Can you reproduce the listing below with every "soccer" switched to "football", changing nothing else and leaving out the pictures?

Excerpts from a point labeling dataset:
=-=-=-=-=
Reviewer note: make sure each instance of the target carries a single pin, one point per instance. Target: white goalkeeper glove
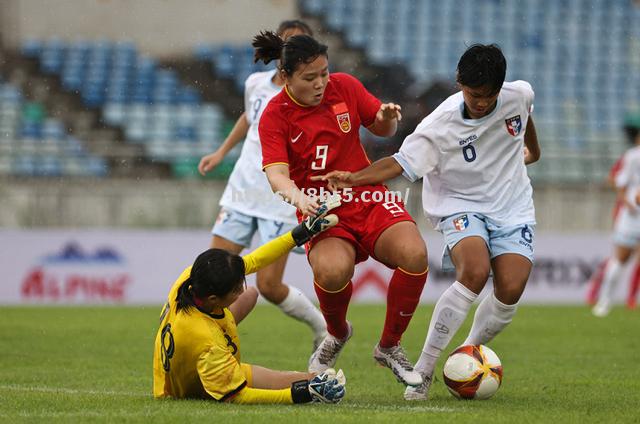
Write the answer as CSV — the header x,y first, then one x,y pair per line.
x,y
313,225
328,387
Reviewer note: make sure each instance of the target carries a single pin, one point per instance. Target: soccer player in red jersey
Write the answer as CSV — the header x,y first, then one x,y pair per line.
x,y
309,129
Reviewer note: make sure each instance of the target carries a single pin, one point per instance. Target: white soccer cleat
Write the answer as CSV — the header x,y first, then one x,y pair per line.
x,y
601,309
327,352
395,359
317,339
420,392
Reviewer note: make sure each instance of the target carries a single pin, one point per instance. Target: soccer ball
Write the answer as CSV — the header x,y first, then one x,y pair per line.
x,y
473,372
=-=-=-=-=
Exercise result:
Reviewer note: make sure each instance of the target carries a single pin, one point per instance. Target: white goalkeeper glove
Write the answer as CSV — the header x,y first, then one x,y pair per line.
x,y
313,225
328,387
Reviewer note: make sure each instance of the target carries a single pin, one point per instance. Target: football player in red jersey
Write the answer as CSV — the header x,y first, then one x,y pair per line.
x,y
309,129
Reviewer note: make sure each instance of the target carries a single pin, one point per instance. Target: white football cleat
Write the answer as CSV — the header x,y first, then one x,y pair per line.
x,y
601,309
327,352
395,359
317,339
420,392
Reviewer note: make sure each instance of the target carries a single pin, one point per instance. Target: football ball
Write the answer as CSV — the header x,y first, then one x,y pair per line.
x,y
473,372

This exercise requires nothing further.